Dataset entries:

"""

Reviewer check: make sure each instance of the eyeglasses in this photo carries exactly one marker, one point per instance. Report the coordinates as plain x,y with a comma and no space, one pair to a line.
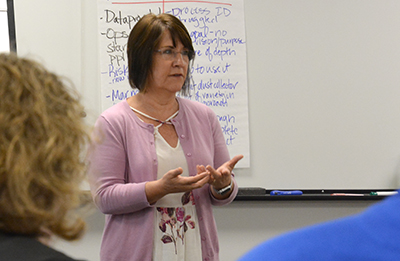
170,55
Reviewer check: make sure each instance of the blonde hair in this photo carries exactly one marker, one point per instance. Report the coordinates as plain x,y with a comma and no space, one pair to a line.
42,135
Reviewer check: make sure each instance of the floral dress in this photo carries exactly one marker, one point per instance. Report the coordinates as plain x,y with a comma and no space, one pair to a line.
176,232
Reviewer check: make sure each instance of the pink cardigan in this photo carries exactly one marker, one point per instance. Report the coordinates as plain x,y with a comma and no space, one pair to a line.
124,159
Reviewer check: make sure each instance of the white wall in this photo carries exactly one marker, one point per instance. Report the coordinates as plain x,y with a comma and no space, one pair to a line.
60,34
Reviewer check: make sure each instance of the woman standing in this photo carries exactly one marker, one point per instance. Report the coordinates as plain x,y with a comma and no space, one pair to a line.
160,162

"""

-- WHAT YOU ARE ASKED TO DO --
Without the pictures, copy out all the records above exactly.

-- OUTPUT OF THE EXERCISE --
Reviewer check: make sure each instance of the eyeglasses in this photo carries exactly one marker, one point per instance. Report the coordinates as plain x,y with a comma and no space, one pair to a line.
170,55
Reviewer check: make sure each instance of the blonde hair in this photo carries exactly one marker, one point per instance. Report the coordinates as plain x,y with a comma and no space, one pair to a line.
42,135
Reviewer check: make sure each instance of the floral dress in this photo carries exactly one marker, one point per instance. Report the coordinates as plain x,y with a comma and no space, one pair to a line.
176,232
Reviewer check: make sure each instance of the pink cardigan in this photo carries exactly one marker, one point per instance. Report the coordinates as plain x,y with a comma and no space, one pair to a line.
124,159
Reviewer check: make sure each instance of the white wall in this photo carries exactly one marker, one point per instance. Report the coordinates as plain x,y with a comma and no space, one pair to a line.
60,34
Reviewer check: make sure each instance of the woman standing in this photo carries exactly one marker, one point per instance. Report the coordinates as plain x,y with a comma and no space, one pair to a line.
160,162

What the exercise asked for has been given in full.